Those of you who are parents have undoubtedly said to your pre-teen or teen, “You’ll remember these times as the best times of your life.” We worry that they want to grow up too fast, cutting short many childhood experiences, in quest for the more alluring adult activities. I was one of those kids; perhaps we all were. Eager to get out of high school and get a job, get out of the house, get on with life.

Well, the same holds true for today. Now that I’m “of an age” I’m in no hurry to get older, but am I taking advantage of who and where I am right now? Am I enjoying my life today to the degree that some day I’ll look back and say, “Man, those were some good times.”? Or am I too busy worrying about this and that and making appointments and meeting deadlines and paying the bills to stop and think: “I’ll never be a human again. I’ll never be in this type of material body with its strengths and its difficulties. I’ll never live on such a magnificently beautiful planet like this again. I better literally stop and smell the flowers.” It’s true that I don’t know what lies on the other side of the veil any more than anybody else, but I have my idea about that, just as you have your idea about it. My point is, from every place I find myself in the future–whether it’s next week or a thousand years in the future–I want to be able to look back and say, “I took advantage of everything that was offered to me back then.”

◆ ◆ ◆ ◆ ◆ ◆ ◆

§ Short problem a:
Tally the lines of the listing that contain the word "frowning", treating uppercase and lowercase as different, and reply with the number alone.

◆ ◆ ◆ ◆ ◆ ◆ ◆

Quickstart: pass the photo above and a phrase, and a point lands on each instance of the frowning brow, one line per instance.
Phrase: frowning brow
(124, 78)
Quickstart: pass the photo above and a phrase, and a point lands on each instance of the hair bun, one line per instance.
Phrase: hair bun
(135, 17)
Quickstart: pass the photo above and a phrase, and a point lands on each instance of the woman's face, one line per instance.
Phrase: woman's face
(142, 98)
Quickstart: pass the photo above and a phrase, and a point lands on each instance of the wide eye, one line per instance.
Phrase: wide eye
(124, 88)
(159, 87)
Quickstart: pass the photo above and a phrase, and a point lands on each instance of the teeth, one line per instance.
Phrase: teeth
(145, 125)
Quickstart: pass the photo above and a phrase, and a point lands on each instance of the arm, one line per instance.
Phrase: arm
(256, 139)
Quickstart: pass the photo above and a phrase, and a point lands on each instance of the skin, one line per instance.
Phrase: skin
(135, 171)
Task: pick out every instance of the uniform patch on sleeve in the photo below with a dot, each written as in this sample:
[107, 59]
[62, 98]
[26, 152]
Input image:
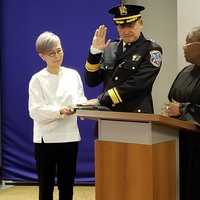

◆ ◆ ◆ ◆ ◆ ◆ ◆

§ Short problem b:
Extend the passage about savoring the present stage of life, beginning right after its final sentence.

§ Exercise response a:
2

§ Exercise response b:
We’ve also probably counseled our children not to burn bridges or close doors on our options, because they don’t know what the future holds. The same holds true for us. We don’t know what doors we’re closing on our future when we act irresponsibly.

There are long ugly stretches of my history that I would just as soon forget, but those are long behind me and that is not the way I choose to live today, or tomorrow, or for the rest of my days. I want to be conscious, aware, engaged, happy with who I am and what I’m doing. I want to be able to look back and know that I was present, not pining for what was, nor spending my days daydreaming about what could be in the future. There’s value in some of that, certainly, but I believe that we will some day have the benefit of perspective on our lives that we currently have on our childrens’ lives.

We’re only here once. Let’s do good works, be kind to one another, and be proud of who we are today.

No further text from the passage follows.